Brief:
Below are records; reproduce exactly the lines from the one that has "Could you identify the flower center" through the one that has "Could you identify the flower petal", ends included, and nothing more.

====== Source material

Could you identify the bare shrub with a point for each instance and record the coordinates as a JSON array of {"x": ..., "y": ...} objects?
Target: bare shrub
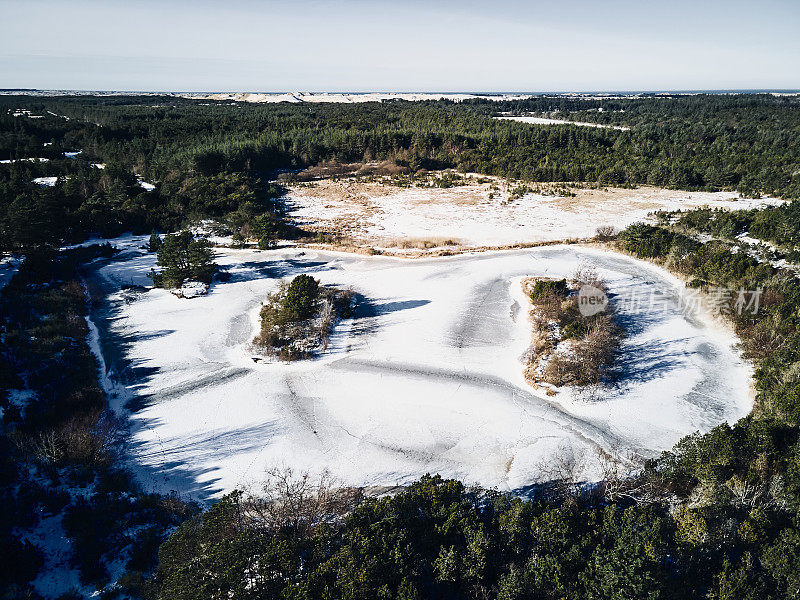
[
  {"x": 606, "y": 232},
  {"x": 289, "y": 337},
  {"x": 619, "y": 479},
  {"x": 87, "y": 439},
  {"x": 298, "y": 503},
  {"x": 570, "y": 348}
]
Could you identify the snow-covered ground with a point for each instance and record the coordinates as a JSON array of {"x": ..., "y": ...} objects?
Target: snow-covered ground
[
  {"x": 346, "y": 98},
  {"x": 12, "y": 161},
  {"x": 480, "y": 215},
  {"x": 544, "y": 121},
  {"x": 426, "y": 378}
]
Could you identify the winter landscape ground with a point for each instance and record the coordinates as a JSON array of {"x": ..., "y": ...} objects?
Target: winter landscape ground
[
  {"x": 481, "y": 212},
  {"x": 427, "y": 377}
]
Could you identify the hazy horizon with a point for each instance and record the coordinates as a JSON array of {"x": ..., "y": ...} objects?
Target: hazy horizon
[{"x": 427, "y": 47}]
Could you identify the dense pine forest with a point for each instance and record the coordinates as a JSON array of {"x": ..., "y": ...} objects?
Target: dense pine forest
[
  {"x": 717, "y": 517},
  {"x": 217, "y": 159}
]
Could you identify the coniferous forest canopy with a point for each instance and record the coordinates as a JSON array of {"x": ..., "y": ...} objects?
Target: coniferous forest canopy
[{"x": 717, "y": 517}]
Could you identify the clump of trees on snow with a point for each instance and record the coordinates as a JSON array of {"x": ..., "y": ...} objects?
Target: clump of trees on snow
[
  {"x": 569, "y": 347},
  {"x": 182, "y": 257},
  {"x": 297, "y": 319}
]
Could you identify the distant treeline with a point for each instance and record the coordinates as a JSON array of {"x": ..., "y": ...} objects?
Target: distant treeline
[{"x": 213, "y": 158}]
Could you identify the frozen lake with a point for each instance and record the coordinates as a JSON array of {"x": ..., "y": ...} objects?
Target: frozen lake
[{"x": 426, "y": 378}]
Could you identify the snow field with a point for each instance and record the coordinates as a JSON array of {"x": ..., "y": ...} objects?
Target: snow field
[{"x": 426, "y": 378}]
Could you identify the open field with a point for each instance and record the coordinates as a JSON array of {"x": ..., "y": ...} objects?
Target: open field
[
  {"x": 545, "y": 121},
  {"x": 426, "y": 378},
  {"x": 480, "y": 214}
]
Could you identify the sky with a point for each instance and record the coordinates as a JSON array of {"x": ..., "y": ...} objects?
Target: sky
[{"x": 426, "y": 46}]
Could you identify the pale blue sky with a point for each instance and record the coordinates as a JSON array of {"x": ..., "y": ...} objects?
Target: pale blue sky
[{"x": 305, "y": 45}]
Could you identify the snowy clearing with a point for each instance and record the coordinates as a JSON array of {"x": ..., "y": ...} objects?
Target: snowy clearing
[
  {"x": 480, "y": 214},
  {"x": 426, "y": 378},
  {"x": 544, "y": 121}
]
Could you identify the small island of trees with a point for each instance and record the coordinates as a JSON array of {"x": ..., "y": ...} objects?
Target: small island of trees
[{"x": 298, "y": 318}]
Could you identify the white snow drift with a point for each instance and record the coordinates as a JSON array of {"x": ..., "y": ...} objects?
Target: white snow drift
[{"x": 426, "y": 378}]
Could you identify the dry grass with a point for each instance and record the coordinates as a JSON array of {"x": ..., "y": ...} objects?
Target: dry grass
[{"x": 425, "y": 243}]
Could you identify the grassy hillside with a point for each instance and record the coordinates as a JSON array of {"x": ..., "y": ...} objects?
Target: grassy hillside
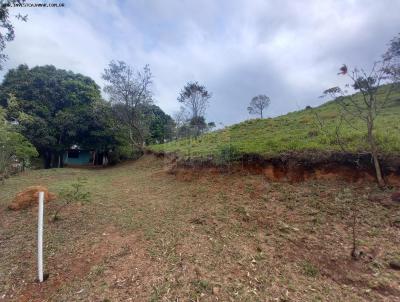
[
  {"x": 149, "y": 236},
  {"x": 297, "y": 131}
]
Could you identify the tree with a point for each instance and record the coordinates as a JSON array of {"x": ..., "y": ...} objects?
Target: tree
[
  {"x": 132, "y": 90},
  {"x": 5, "y": 23},
  {"x": 258, "y": 104},
  {"x": 367, "y": 108},
  {"x": 195, "y": 97},
  {"x": 52, "y": 107},
  {"x": 13, "y": 146}
]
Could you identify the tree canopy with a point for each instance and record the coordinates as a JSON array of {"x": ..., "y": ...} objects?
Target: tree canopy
[
  {"x": 54, "y": 109},
  {"x": 258, "y": 104}
]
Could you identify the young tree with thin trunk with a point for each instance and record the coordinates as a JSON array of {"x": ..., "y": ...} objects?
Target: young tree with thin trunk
[
  {"x": 130, "y": 90},
  {"x": 366, "y": 105},
  {"x": 195, "y": 97},
  {"x": 258, "y": 104}
]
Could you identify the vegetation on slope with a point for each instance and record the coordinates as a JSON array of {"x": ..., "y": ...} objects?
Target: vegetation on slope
[
  {"x": 148, "y": 236},
  {"x": 294, "y": 132}
]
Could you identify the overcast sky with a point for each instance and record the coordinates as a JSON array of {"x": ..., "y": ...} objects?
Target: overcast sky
[{"x": 288, "y": 50}]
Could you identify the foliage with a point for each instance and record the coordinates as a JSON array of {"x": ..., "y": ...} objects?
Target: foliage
[
  {"x": 296, "y": 132},
  {"x": 130, "y": 92},
  {"x": 227, "y": 154},
  {"x": 76, "y": 192},
  {"x": 56, "y": 109},
  {"x": 258, "y": 104},
  {"x": 195, "y": 98},
  {"x": 161, "y": 125},
  {"x": 5, "y": 24},
  {"x": 14, "y": 147}
]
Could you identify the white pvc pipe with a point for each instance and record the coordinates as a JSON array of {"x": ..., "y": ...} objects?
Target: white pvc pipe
[{"x": 40, "y": 237}]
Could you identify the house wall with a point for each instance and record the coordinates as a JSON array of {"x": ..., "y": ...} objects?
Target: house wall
[{"x": 83, "y": 159}]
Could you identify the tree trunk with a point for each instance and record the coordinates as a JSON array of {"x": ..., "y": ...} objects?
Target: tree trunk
[
  {"x": 378, "y": 171},
  {"x": 374, "y": 153}
]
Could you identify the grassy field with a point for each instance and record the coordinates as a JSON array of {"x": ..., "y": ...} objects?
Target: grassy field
[
  {"x": 148, "y": 235},
  {"x": 294, "y": 132}
]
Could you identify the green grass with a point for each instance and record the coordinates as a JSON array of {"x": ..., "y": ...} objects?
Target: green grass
[
  {"x": 148, "y": 236},
  {"x": 294, "y": 132}
]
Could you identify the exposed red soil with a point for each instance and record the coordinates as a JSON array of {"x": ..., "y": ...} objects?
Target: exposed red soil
[
  {"x": 294, "y": 167},
  {"x": 29, "y": 197}
]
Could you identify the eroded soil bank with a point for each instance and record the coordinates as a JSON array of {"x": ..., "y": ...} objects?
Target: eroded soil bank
[{"x": 294, "y": 167}]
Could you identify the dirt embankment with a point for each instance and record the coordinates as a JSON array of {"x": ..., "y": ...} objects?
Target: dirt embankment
[{"x": 293, "y": 167}]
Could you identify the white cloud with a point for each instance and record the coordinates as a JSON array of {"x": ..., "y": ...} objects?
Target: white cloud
[{"x": 288, "y": 49}]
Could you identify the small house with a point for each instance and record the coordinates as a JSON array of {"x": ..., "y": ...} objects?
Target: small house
[{"x": 78, "y": 157}]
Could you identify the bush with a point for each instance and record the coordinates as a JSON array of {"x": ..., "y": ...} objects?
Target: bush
[
  {"x": 74, "y": 193},
  {"x": 227, "y": 154}
]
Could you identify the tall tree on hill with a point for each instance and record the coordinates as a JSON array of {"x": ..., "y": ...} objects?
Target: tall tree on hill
[
  {"x": 368, "y": 104},
  {"x": 258, "y": 104},
  {"x": 130, "y": 89},
  {"x": 52, "y": 107},
  {"x": 392, "y": 56},
  {"x": 195, "y": 97}
]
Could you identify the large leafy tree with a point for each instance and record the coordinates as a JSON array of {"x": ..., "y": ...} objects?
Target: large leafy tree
[
  {"x": 53, "y": 107},
  {"x": 7, "y": 29},
  {"x": 13, "y": 146},
  {"x": 129, "y": 90}
]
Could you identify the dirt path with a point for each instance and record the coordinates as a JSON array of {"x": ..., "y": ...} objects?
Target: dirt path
[{"x": 148, "y": 236}]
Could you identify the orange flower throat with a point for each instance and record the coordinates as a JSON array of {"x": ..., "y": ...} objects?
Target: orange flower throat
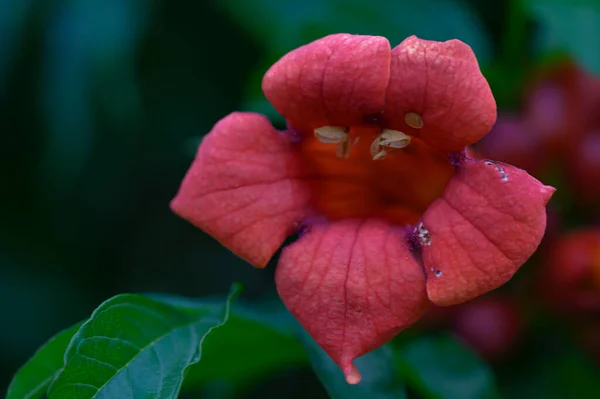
[{"x": 361, "y": 172}]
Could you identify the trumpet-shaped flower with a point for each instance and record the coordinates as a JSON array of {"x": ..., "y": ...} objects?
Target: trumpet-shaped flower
[{"x": 372, "y": 172}]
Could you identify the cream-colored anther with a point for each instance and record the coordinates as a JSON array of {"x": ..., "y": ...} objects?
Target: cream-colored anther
[
  {"x": 377, "y": 151},
  {"x": 394, "y": 139},
  {"x": 331, "y": 134},
  {"x": 413, "y": 120}
]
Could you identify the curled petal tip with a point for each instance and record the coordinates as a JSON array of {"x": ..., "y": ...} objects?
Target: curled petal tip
[
  {"x": 353, "y": 376},
  {"x": 547, "y": 192}
]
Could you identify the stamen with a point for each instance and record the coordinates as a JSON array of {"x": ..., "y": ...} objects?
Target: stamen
[
  {"x": 331, "y": 134},
  {"x": 394, "y": 139},
  {"x": 413, "y": 120}
]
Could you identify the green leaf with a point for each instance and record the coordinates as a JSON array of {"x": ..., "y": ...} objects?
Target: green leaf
[
  {"x": 380, "y": 377},
  {"x": 135, "y": 346},
  {"x": 36, "y": 375},
  {"x": 571, "y": 26},
  {"x": 252, "y": 345},
  {"x": 284, "y": 25},
  {"x": 439, "y": 367}
]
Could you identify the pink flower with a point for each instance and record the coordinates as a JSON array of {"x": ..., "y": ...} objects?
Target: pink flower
[{"x": 372, "y": 171}]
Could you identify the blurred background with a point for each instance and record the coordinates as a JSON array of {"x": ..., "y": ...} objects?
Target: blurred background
[{"x": 102, "y": 106}]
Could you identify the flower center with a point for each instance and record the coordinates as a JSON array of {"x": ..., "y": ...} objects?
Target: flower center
[{"x": 360, "y": 171}]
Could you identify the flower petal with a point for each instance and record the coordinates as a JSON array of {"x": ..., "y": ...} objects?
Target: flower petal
[
  {"x": 353, "y": 285},
  {"x": 442, "y": 82},
  {"x": 337, "y": 80},
  {"x": 243, "y": 189},
  {"x": 487, "y": 223}
]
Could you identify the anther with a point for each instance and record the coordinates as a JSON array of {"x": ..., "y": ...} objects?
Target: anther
[
  {"x": 392, "y": 139},
  {"x": 413, "y": 120}
]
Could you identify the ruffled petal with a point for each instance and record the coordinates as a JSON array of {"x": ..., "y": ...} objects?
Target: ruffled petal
[
  {"x": 442, "y": 82},
  {"x": 337, "y": 80},
  {"x": 243, "y": 187},
  {"x": 353, "y": 285},
  {"x": 487, "y": 223}
]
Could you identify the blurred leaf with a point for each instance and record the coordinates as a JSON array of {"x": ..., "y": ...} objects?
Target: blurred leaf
[
  {"x": 439, "y": 367},
  {"x": 380, "y": 378},
  {"x": 569, "y": 25},
  {"x": 32, "y": 380},
  {"x": 13, "y": 14},
  {"x": 135, "y": 346},
  {"x": 251, "y": 346},
  {"x": 89, "y": 60}
]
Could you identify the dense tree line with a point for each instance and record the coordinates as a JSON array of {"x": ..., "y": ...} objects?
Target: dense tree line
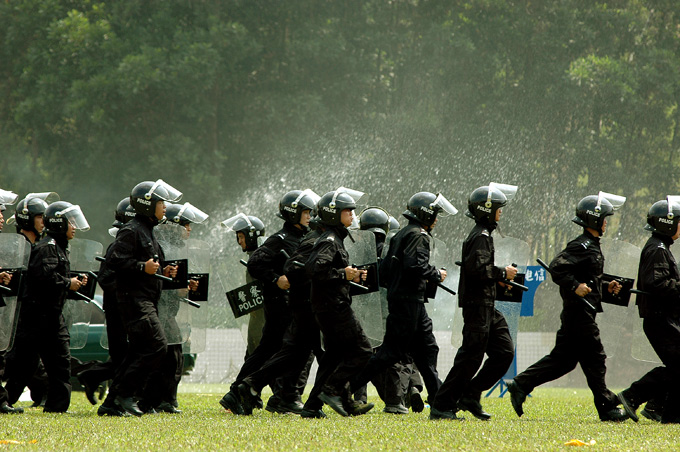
[{"x": 236, "y": 101}]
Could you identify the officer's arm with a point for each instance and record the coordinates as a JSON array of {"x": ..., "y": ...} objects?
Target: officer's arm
[
  {"x": 261, "y": 262},
  {"x": 656, "y": 277},
  {"x": 417, "y": 258},
  {"x": 44, "y": 270},
  {"x": 562, "y": 269},
  {"x": 320, "y": 267},
  {"x": 122, "y": 254},
  {"x": 478, "y": 261}
]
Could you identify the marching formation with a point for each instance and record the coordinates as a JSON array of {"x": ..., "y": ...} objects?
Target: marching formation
[{"x": 307, "y": 300}]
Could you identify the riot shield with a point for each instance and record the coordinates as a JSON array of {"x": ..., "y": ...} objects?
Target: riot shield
[
  {"x": 77, "y": 310},
  {"x": 616, "y": 322},
  {"x": 507, "y": 251},
  {"x": 231, "y": 276},
  {"x": 360, "y": 246},
  {"x": 15, "y": 252},
  {"x": 171, "y": 309}
]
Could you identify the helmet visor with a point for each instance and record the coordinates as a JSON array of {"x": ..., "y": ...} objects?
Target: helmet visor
[
  {"x": 165, "y": 191},
  {"x": 313, "y": 199},
  {"x": 442, "y": 204},
  {"x": 229, "y": 223},
  {"x": 508, "y": 190},
  {"x": 48, "y": 196},
  {"x": 355, "y": 194},
  {"x": 615, "y": 200},
  {"x": 76, "y": 217},
  {"x": 192, "y": 213},
  {"x": 7, "y": 197}
]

============

Answer to the problem:
Could you identify the flower center with a point for each instance and record the coordinates as a JSON array of {"x": ..., "y": ...} objects?
Target: flower center
[{"x": 360, "y": 171}]
Could you identify the flower petal with a point for each instance and record the coordinates as a JSON array of {"x": ..., "y": ...} objects?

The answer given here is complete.